Content starts
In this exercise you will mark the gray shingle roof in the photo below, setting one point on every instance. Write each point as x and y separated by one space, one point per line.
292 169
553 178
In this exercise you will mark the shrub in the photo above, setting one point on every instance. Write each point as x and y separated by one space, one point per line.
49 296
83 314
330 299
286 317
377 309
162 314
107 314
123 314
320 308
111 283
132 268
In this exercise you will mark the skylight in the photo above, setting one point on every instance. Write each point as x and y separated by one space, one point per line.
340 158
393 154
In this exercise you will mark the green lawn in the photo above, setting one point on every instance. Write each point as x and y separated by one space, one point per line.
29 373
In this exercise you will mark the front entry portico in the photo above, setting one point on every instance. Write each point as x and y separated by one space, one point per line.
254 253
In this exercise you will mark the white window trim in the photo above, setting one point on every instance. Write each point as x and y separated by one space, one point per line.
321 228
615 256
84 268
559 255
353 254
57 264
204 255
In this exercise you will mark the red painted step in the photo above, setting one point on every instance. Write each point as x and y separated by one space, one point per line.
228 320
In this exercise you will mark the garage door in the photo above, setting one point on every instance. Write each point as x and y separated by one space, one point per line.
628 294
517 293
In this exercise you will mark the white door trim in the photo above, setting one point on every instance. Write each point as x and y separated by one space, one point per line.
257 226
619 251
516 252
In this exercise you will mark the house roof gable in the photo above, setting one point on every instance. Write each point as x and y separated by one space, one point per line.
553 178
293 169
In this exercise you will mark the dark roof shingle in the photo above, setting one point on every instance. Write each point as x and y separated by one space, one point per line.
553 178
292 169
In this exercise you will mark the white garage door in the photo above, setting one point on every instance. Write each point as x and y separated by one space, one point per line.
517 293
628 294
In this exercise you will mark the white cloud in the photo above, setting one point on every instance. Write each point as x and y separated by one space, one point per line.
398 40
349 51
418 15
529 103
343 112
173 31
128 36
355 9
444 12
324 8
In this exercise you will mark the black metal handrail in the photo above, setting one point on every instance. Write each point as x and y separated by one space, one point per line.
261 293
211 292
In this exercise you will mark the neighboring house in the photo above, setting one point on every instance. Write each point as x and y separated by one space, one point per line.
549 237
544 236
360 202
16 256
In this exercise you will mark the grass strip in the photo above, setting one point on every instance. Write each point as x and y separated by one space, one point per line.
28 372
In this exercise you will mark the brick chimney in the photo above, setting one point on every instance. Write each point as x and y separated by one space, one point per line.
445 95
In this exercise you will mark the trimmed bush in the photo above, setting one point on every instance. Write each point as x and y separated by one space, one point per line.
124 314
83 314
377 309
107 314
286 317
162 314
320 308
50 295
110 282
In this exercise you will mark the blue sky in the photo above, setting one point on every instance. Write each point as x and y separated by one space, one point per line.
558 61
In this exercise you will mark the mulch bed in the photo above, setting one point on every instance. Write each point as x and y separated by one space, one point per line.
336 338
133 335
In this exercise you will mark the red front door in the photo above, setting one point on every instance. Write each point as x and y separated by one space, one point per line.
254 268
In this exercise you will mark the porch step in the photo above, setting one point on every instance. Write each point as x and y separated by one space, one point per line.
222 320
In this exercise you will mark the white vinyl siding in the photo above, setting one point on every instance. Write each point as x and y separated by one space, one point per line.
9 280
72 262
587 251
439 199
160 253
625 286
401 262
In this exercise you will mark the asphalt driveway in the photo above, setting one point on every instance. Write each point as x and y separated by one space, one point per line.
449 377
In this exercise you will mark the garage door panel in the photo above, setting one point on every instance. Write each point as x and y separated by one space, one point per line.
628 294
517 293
Content ends
▸ Required action
Only the lines from the one containing "In this exercise you will mark the garage door panel" through the end of the listing should be copied, and they should be copied exactly.

▸ Answer area
In this exercise you will mark the garage door panel in the photo above, setting one point on every instance. Write each point as x and y separated by one space, one point per line.
628 294
517 293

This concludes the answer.